- Your task:
Put each line of the material below into a Markdown table with two columns, Index for the row number and Entry for the line, and skip blank lines. Leave the pictures out.

- Material for this exercise:

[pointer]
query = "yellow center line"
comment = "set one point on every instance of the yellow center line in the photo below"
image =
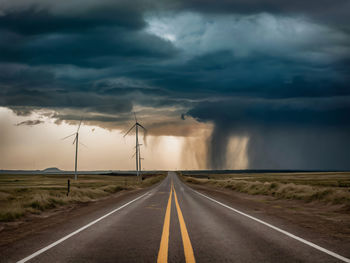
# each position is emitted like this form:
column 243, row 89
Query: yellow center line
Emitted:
column 189, row 256
column 164, row 243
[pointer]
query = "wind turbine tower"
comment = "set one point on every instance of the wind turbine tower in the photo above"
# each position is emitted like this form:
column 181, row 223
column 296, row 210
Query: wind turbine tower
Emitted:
column 137, row 125
column 76, row 141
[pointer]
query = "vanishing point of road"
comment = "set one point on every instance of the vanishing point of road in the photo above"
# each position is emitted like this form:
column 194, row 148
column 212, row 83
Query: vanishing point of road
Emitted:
column 169, row 223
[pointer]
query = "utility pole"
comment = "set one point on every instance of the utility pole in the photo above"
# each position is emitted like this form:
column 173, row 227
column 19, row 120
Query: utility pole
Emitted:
column 76, row 156
column 137, row 151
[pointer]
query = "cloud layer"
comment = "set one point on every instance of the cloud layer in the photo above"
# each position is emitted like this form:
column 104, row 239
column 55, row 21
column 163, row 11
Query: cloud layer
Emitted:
column 275, row 72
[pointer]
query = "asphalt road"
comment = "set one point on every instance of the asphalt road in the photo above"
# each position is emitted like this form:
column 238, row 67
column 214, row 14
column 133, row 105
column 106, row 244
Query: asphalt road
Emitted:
column 169, row 223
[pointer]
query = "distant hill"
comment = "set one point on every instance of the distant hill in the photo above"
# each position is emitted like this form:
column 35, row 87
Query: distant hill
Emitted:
column 52, row 170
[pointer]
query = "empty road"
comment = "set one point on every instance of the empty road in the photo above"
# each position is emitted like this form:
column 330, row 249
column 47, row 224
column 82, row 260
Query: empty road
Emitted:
column 168, row 223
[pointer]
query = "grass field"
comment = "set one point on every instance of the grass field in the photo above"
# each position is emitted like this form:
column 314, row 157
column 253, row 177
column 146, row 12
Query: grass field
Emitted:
column 31, row 194
column 326, row 187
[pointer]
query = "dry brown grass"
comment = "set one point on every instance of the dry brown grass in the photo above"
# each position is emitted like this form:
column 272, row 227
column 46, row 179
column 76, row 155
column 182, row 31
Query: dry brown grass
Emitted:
column 24, row 194
column 328, row 188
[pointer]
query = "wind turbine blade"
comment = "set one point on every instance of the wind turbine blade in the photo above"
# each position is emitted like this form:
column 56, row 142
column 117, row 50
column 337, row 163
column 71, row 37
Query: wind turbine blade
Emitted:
column 129, row 130
column 67, row 136
column 141, row 126
column 83, row 144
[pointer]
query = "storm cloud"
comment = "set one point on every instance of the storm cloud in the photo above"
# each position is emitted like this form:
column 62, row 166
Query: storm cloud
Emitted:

- Solved exercise:
| Index | Entry |
|---|---|
| 1 | [pointer] |
| 2 | query = "yellow center line" |
| 3 | comment = "set one point on every instance of the yellow center line in the photo below" |
| 4 | image = |
| 5 | # each position is emitted like this form: |
| 6 | column 243, row 89 |
| 7 | Query: yellow center line |
| 8 | Emitted: |
| 9 | column 189, row 256 |
| 10 | column 164, row 243 |
| 11 | [pointer] |
| 12 | query = "wind turbine tower" |
| 13 | comment = "set one point on every instance of the wind turbine tower in the photo above" |
| 14 | # each position is emitted like this form: |
| 15 | column 181, row 223 |
| 16 | column 296, row 210 |
| 17 | Query: wind turbine tower |
| 18 | Emitted: |
| 19 | column 137, row 125 |
| 20 | column 76, row 141 |
| 21 | [pointer] |
| 22 | query = "vanishing point of road" |
| 23 | comment = "set one point on every instance of the vanishing point of road in the photo above" |
| 24 | # each position is emitted like this form: |
| 25 | column 194, row 148 |
| 26 | column 212, row 83 |
| 27 | Query: vanishing point of road |
| 28 | Emitted: |
| 29 | column 169, row 223 |
| 30 | [pointer] |
| 31 | query = "utility pole" |
| 32 | comment = "set one point on every instance of the utility pole in the photo above" |
| 33 | # each position is emitted like this form: |
| 34 | column 173, row 227 |
| 35 | column 19, row 120 |
| 36 | Query: utility pole |
| 37 | Emitted: |
| 38 | column 76, row 156 |
| 39 | column 137, row 151 |
| 40 | [pointer] |
| 41 | query = "cloud layer" |
| 42 | comment = "set one point on every instance of the cloud layer in the photo above" |
| 43 | # each position is emitted like this form: |
| 44 | column 104, row 239 |
| 45 | column 55, row 21 |
| 46 | column 163, row 11 |
| 47 | Query: cloud layer |
| 48 | Emitted: |
| 49 | column 275, row 72 |
| 50 | [pointer] |
| 51 | query = "asphalt road" |
| 52 | comment = "set one point on every instance of the asphalt road in the photo above" |
| 53 | # each position is emitted like this form: |
| 54 | column 238, row 67 |
| 55 | column 214, row 14 |
| 56 | column 133, row 105 |
| 57 | column 106, row 244 |
| 58 | Query: asphalt road |
| 59 | Emitted: |
| 60 | column 169, row 223 |
| 61 | [pointer] |
| 62 | query = "distant hill" |
| 63 | comment = "set one point on every instance of the distant hill in the photo above" |
| 64 | # each position is emitted like this form: |
| 65 | column 35, row 87 |
| 66 | Query: distant hill |
| 67 | Emitted: |
| 68 | column 52, row 170 |
| 69 | [pointer] |
| 70 | query = "empty road" |
| 71 | comment = "set one point on every instance of the empty road in the photo above" |
| 72 | # each position is emitted like this form: |
| 73 | column 330, row 249 |
| 74 | column 47, row 224 |
| 75 | column 82, row 260 |
| 76 | Query: empty road |
| 77 | Emitted: |
| 78 | column 168, row 223 |
| 79 | [pointer] |
| 80 | query = "grass field" |
| 81 | comment = "set one point on every instance of the grass field in the photo above" |
| 82 | # each position is emitted like this form: |
| 83 | column 314, row 157 |
| 84 | column 253, row 177 |
| 85 | column 146, row 12 |
| 86 | Query: grass field |
| 87 | Emitted: |
| 88 | column 31, row 194 |
| 89 | column 326, row 187 |
| 90 | [pointer] |
| 91 | query = "dry brown grass" |
| 92 | comment = "set one point on every instance of the dry brown grass in the photo above" |
| 93 | # each position is emitted like this form: |
| 94 | column 272, row 227 |
| 95 | column 46, row 179 |
| 96 | column 76, row 155 |
| 97 | column 182, row 31 |
| 98 | Query: dry brown grass |
| 99 | Emitted: |
| 100 | column 24, row 194 |
| 101 | column 328, row 188 |
| 102 | [pointer] |
| 103 | query = "wind turbine blade" |
| 104 | comment = "set one point on every instance of the wind turbine blade in the photo above" |
| 105 | # each position is emitted like this form: |
| 106 | column 56, row 142 |
| 107 | column 117, row 50 |
| 108 | column 337, row 163 |
| 109 | column 71, row 37 |
| 110 | Query: wind turbine blade |
| 111 | Emitted: |
| 112 | column 129, row 130 |
| 113 | column 67, row 136 |
| 114 | column 141, row 126 |
| 115 | column 83, row 144 |
| 116 | [pointer] |
| 117 | query = "storm cloud" |
| 118 | comment = "set one point on every instance of the storm cloud in the photo above" |
| 119 | # each position is emitted like this form: |
| 120 | column 62, row 166 |
| 121 | Query: storm cloud |
| 122 | Emitted: |